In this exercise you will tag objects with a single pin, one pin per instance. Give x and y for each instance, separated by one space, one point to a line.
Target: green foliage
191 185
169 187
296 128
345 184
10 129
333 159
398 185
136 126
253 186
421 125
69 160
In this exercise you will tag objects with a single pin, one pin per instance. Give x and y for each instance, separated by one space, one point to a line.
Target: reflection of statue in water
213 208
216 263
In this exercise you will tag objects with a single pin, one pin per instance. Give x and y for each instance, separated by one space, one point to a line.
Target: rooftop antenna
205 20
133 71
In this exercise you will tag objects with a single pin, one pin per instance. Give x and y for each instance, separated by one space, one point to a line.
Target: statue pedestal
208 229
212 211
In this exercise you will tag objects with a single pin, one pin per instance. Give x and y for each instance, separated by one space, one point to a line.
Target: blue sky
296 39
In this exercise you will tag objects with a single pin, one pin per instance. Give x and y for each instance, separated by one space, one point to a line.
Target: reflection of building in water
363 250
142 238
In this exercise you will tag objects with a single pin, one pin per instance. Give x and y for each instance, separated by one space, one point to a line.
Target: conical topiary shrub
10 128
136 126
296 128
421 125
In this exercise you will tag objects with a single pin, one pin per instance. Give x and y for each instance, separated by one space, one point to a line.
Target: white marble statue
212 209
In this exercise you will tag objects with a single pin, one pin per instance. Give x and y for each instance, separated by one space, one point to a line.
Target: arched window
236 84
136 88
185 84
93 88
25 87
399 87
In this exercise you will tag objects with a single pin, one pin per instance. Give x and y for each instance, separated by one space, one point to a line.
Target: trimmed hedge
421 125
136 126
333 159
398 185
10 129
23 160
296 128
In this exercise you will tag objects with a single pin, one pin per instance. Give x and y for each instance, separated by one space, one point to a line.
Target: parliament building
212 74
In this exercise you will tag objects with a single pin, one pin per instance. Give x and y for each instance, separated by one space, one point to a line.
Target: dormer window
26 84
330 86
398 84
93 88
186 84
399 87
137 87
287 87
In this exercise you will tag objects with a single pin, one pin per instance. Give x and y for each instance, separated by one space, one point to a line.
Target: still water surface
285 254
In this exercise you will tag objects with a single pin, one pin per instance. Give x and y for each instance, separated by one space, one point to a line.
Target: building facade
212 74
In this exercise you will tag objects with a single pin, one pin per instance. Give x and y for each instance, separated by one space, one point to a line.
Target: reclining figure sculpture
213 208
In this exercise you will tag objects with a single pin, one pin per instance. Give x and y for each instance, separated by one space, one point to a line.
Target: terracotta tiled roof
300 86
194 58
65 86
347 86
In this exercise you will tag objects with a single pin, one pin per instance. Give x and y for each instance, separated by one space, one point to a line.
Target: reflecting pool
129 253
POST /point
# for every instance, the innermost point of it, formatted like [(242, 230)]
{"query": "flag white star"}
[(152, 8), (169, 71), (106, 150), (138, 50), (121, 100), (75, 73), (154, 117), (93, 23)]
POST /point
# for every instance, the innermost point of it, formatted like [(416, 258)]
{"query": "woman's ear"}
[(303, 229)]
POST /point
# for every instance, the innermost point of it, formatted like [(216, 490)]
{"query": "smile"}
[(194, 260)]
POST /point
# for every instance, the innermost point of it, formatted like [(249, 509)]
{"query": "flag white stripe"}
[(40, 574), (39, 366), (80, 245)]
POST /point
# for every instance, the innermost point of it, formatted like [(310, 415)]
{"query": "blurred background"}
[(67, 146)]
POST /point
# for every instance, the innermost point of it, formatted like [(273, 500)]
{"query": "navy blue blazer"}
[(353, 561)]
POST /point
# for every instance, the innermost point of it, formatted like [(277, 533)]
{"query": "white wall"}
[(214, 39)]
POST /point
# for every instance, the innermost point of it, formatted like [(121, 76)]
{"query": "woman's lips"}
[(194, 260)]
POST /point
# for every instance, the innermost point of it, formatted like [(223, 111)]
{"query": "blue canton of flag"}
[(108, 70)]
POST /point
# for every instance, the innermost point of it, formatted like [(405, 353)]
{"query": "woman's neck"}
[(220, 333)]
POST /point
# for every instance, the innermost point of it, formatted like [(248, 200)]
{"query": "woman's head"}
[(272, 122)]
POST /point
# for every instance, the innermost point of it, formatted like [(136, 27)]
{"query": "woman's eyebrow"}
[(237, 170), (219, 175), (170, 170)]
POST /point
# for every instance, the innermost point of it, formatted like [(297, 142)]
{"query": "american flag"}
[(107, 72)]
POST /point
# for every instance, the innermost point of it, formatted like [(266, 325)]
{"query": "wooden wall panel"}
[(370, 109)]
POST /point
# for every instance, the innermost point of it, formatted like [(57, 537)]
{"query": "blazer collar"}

(Aim of the task) The answer is the full data, repeated exactly as shown.

(Completed task)
In this exercise you will tag objects with a single pin, one pin per instance. Give x and y for each instance, separated by one space, one point to a line.
Target: green foliage
191 185
169 187
296 128
345 184
10 129
333 159
398 185
136 126
253 186
421 125
69 160
In this exercise you will tag objects with a single pin, one pin per instance. Give x and y for each instance, separated by one space, one point to a line.
Target: reflection of statue in water
213 208
216 263
In this exercise you will tag objects with a single pin, one pin per instance. Give x and y for each instance, separated by one space, one point to a line.
Target: rooftop antenna
205 20
133 71
In this exercise you will tag objects with a single pin, one pin per instance. Give x and y for each instance, separated by one space, one point to a line.
Target: statue pedestal
208 229
212 211
In this exercise you will tag objects with a single pin, one pin per instance. Give x and y for each instance, separated by one space, one point to a line.
Target: blue sky
296 39
In this exercise you will tag objects with a single pin, one pin per instance. Give x and y for each instance, separated by one space, one point to a line.
Target: reflection of building in water
363 250
142 238
In this exercise you will tag objects with a single pin, one pin per instance. Give x and y for each instance, separated by one space, one point to a line.
Target: conical topiary shrub
10 128
136 126
296 128
421 125
In this exercise you will tag objects with a single pin, one pin per instance. Give x and y for each instance, separated by one space, one point to a line.
Target: white marble statue
212 209
In this exercise you will tag objects with a single pin, one pin per instance. Give x and y for each instance, separated by one space, one point to a line.
Target: arched window
236 84
136 88
185 84
93 88
25 87
399 87
In this exercise you will tag objects with a single pin, one pin per instance. Give x and y for each instance, separated by one space, one point to a line.
Target: trimmed hedge
421 125
136 126
333 159
398 185
10 129
23 160
296 128
In this exercise you will tag objects with a single pin, one pin per instance. Give x and y for each instance, separated by one space, one point to a line.
Target: parliament building
212 74
In this exercise you will tag objects with a single pin, one pin per instance. Give x and y for each instance, separated by one space, one point to a line.
Target: dormer window
26 84
330 86
398 84
93 88
186 84
399 87
137 87
287 87
In this exercise you will tag objects with a single pin, one pin per instance. Give x and y for each instance, separated by one space, one point to a line.
Target: still water surface
285 254
In this exercise you will tag objects with a single pin, one pin per instance. Give x and y for each instance, separated by one space, one point to a line.
Target: building facade
212 74
In this exercise you will tag objects with a single pin, one pin per instance. Give x and y for each instance, separated by one space, one point to a line.
Target: reclining figure sculpture
213 208
In this exercise you will tag objects with a single pin, one pin per instance. Give x and y for each instance, separated by one space, one point to a line.
Target: terracotta tiled roof
300 86
194 58
65 86
347 86
In this exercise you will tag objects with a single pin, one pin per instance. Give x and y for each instance, separated by one space, one point to a line.
Target: reflecting pool
129 253
POST /point
# for every instance, the innermost point of it, formatted like [(242, 230)]
{"query": "flag white star"}
[(152, 8), (169, 71), (106, 150), (138, 50), (121, 100), (75, 73), (154, 117), (93, 23)]
POST /point
# for every instance, the innermost point of it, formatted like [(416, 258)]
{"query": "woman's ear"}
[(303, 229)]
POST /point
# for every instance, the innermost point of it, formatted like [(216, 490)]
{"query": "smile"}
[(194, 260)]
POST /point
# for every instance, the innermost point of it, formatted like [(249, 509)]
{"query": "flag white stripe"}
[(40, 574), (39, 366), (80, 245)]
POST /point
# for every instance, the innermost point of it, formatted like [(310, 415)]
{"query": "blurred background"}
[(67, 146)]
POST /point
# for every instance, the innermost point of it, formatted like [(273, 500)]
{"query": "navy blue blazer"}
[(353, 561)]
POST /point
# for every instance, the innermost point of it, formatted like [(277, 533)]
{"query": "white wall"}
[(214, 39)]
POST /point
# for every instance, the innermost point of it, formatted like [(121, 76)]
{"query": "woman's lips"}
[(194, 260)]
POST /point
# for every instance, the innermost point of it, formatted like [(223, 111)]
{"query": "blue canton of flag"}
[(108, 70)]
POST /point
# for every instance, the innermost point of it, formatted like [(405, 353)]
{"query": "woman's neck"}
[(220, 333)]
POST /point
# for every instance, the innermost point of it, formatted like [(248, 200)]
{"query": "woman's head"}
[(272, 122)]
POST /point
# for every instance, the innermost point of it, formatted like [(136, 27)]
{"query": "woman's eyebrow"}
[(237, 170), (219, 175), (170, 170)]
POST /point
# for every instance, the innermost point of it, formatted like [(297, 142)]
{"query": "american flag"}
[(107, 72)]
POST /point
# for every instance, the innermost point of it, formatted like [(266, 325)]
{"query": "wooden wall panel"}
[(370, 109)]
POST /point
# for every instance, the innermost point of it, formatted like [(57, 537)]
{"query": "blazer collar"}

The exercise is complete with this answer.